[GOAL] Count the lines in the entries below that contain the word "brown", and reply with only that number.

[DATA SUPPLIED]
----------------------------------------

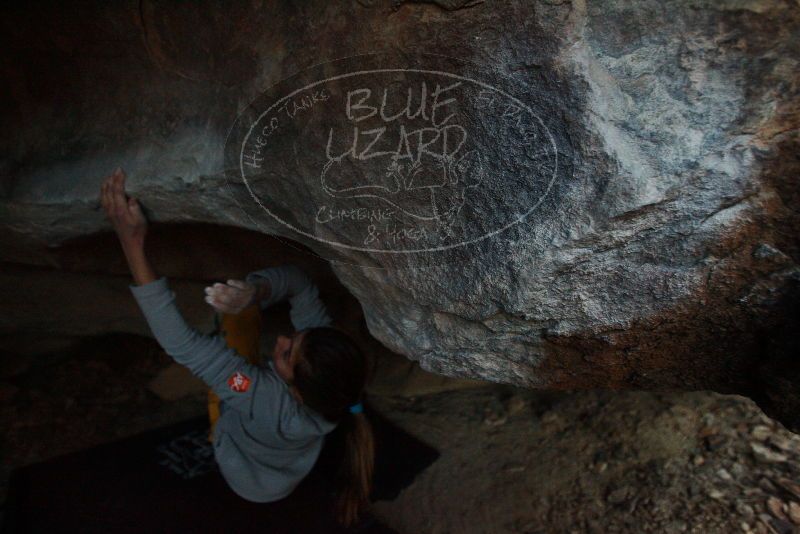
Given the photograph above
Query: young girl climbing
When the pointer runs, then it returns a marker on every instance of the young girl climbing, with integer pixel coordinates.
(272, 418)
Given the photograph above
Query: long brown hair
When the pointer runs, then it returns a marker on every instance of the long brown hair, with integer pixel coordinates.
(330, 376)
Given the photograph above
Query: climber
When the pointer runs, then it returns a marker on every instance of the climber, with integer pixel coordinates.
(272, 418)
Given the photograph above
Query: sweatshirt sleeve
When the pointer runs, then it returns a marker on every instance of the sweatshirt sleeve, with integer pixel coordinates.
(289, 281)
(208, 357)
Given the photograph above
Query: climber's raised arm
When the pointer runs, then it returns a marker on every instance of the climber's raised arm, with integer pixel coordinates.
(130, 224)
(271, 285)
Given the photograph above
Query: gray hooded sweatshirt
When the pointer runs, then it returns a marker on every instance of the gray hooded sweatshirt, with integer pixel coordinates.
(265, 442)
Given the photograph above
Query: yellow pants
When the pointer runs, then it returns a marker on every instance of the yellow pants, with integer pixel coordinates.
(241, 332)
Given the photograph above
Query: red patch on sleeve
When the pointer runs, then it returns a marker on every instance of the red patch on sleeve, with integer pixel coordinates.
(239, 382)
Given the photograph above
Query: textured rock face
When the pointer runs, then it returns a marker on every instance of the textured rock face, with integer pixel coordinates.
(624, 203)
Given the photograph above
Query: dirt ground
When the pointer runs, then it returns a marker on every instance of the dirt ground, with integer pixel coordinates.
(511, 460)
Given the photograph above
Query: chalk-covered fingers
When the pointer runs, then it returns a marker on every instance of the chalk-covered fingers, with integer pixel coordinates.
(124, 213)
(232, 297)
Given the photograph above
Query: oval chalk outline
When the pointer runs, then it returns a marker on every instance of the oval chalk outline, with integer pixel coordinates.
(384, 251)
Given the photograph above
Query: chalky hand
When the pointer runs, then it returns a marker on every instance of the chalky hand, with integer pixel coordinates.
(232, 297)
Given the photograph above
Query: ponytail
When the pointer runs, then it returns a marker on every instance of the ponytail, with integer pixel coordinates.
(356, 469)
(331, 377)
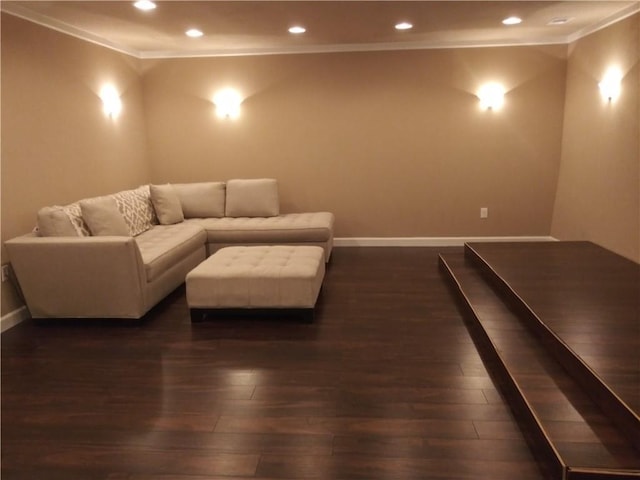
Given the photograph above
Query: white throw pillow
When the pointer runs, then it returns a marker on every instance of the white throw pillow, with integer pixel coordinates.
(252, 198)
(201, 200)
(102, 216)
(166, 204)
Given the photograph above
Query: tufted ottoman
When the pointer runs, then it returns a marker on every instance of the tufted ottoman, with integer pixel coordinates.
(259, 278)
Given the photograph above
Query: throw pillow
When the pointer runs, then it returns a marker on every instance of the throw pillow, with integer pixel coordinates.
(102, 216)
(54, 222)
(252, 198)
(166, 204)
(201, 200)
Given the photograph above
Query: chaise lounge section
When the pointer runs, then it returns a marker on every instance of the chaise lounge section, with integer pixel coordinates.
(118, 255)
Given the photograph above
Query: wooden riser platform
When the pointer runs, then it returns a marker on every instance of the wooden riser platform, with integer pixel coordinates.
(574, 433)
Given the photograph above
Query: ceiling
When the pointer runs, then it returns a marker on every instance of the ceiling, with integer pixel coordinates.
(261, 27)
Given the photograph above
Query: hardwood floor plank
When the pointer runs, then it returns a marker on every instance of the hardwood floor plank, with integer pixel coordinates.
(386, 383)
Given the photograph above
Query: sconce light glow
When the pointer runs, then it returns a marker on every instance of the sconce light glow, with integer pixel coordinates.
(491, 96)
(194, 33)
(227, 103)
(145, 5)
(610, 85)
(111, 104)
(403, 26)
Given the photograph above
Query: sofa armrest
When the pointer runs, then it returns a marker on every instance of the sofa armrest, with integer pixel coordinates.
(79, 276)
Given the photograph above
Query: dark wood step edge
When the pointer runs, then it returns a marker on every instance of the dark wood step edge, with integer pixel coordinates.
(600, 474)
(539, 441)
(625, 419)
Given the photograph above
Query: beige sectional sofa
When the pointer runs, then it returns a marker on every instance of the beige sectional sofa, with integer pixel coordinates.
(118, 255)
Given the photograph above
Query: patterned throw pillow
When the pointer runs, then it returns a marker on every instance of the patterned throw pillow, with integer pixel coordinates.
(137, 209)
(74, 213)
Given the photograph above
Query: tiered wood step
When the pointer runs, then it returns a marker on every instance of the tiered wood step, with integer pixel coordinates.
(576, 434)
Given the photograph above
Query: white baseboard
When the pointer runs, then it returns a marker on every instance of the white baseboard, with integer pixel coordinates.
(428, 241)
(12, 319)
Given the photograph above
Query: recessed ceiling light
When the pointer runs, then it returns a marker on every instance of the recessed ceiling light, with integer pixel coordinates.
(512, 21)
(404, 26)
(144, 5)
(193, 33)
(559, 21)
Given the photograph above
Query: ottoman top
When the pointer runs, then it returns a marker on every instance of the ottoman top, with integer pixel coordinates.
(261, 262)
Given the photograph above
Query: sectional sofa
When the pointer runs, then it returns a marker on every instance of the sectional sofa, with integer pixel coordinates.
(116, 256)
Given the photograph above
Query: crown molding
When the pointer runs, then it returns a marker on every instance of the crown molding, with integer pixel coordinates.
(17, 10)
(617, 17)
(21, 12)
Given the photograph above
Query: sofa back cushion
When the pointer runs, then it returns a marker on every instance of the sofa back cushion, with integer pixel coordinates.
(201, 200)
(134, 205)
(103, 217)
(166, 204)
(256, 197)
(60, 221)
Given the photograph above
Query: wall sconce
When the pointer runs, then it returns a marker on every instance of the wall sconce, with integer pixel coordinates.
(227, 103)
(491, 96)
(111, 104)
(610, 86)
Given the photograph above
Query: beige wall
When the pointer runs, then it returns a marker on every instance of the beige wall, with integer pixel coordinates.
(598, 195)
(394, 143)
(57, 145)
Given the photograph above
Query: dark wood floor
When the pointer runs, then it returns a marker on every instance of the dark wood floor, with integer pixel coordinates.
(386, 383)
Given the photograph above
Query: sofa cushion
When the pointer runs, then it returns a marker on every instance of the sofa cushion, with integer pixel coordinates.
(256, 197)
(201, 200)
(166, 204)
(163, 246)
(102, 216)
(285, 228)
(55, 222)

----------------------------------------

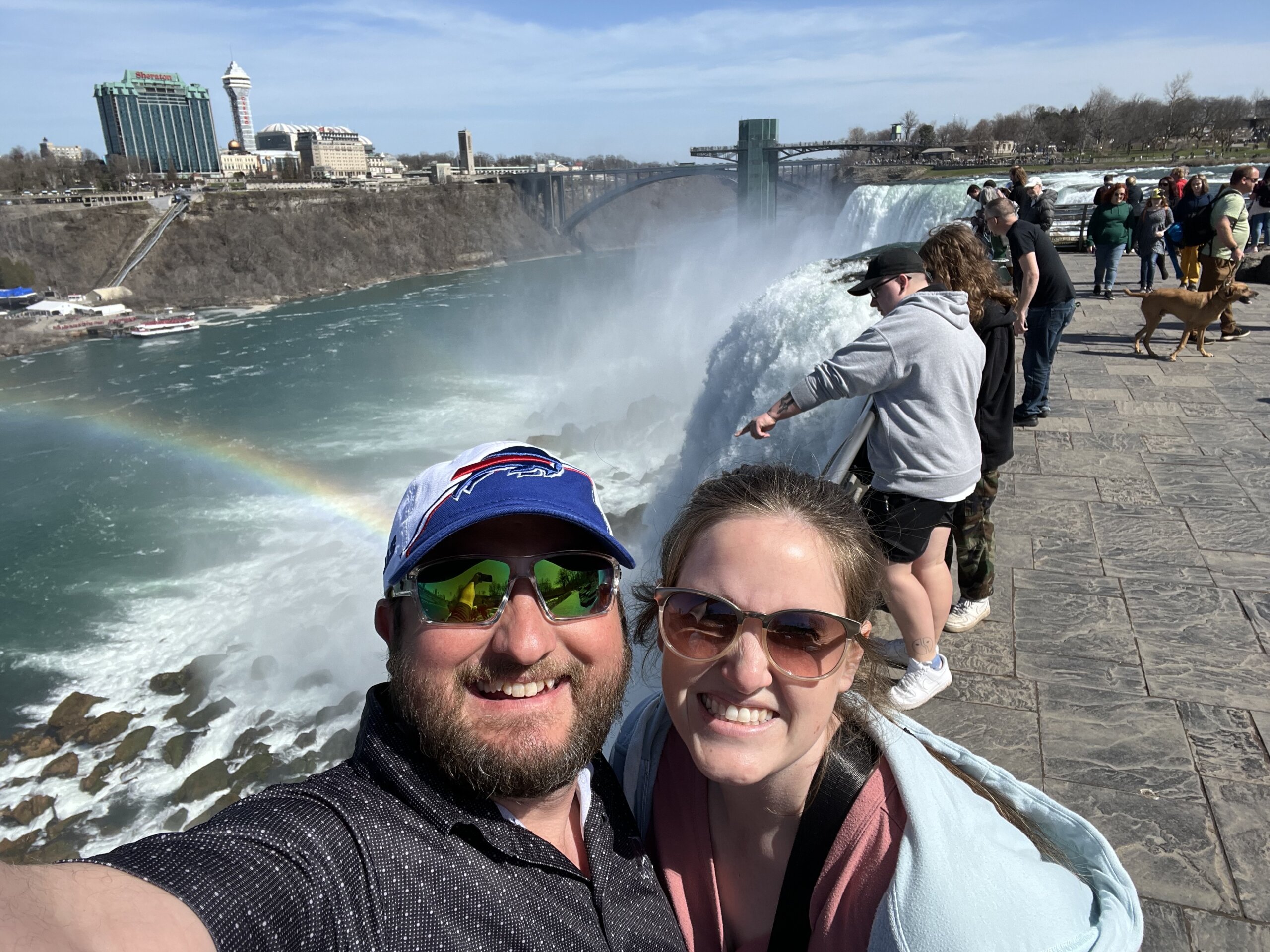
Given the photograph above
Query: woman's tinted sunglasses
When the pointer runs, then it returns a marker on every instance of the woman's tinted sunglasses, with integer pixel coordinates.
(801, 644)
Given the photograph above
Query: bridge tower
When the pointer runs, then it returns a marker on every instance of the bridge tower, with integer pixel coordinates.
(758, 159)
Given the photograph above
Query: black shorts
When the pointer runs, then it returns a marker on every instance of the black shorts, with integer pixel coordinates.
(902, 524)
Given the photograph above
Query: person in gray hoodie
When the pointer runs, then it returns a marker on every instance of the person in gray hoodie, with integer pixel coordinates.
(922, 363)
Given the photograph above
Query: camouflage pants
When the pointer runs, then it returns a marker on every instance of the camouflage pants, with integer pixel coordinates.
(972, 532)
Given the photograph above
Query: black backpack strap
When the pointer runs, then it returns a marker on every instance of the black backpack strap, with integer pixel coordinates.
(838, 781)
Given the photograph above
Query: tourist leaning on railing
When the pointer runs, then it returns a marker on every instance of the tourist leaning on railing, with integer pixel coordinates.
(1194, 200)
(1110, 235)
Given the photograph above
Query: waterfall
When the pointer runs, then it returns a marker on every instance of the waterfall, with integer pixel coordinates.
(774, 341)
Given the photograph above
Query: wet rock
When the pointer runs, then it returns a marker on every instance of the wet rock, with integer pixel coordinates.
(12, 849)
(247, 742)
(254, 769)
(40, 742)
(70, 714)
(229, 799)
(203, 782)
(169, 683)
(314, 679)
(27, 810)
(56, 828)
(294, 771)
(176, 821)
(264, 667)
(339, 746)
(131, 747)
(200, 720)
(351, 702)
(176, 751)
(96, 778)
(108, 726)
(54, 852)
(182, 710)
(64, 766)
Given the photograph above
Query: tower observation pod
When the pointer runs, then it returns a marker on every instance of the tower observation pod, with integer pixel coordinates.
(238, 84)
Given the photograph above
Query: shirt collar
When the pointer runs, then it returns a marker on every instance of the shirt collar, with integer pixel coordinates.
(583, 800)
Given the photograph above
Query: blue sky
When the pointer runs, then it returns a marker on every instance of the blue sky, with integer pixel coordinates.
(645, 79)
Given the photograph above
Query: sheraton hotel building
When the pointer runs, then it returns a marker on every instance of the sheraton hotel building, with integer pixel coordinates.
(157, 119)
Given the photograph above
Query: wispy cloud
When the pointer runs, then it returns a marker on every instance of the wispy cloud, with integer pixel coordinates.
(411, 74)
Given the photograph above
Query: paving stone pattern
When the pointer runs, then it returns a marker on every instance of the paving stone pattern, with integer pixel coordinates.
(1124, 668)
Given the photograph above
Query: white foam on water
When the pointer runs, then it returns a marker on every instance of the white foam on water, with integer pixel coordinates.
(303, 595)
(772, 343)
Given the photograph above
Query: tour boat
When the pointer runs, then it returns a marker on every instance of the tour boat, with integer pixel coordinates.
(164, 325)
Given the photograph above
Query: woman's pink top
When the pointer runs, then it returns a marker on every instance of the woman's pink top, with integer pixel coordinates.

----------------------------------------

[PROBLEM SOLUTION] 2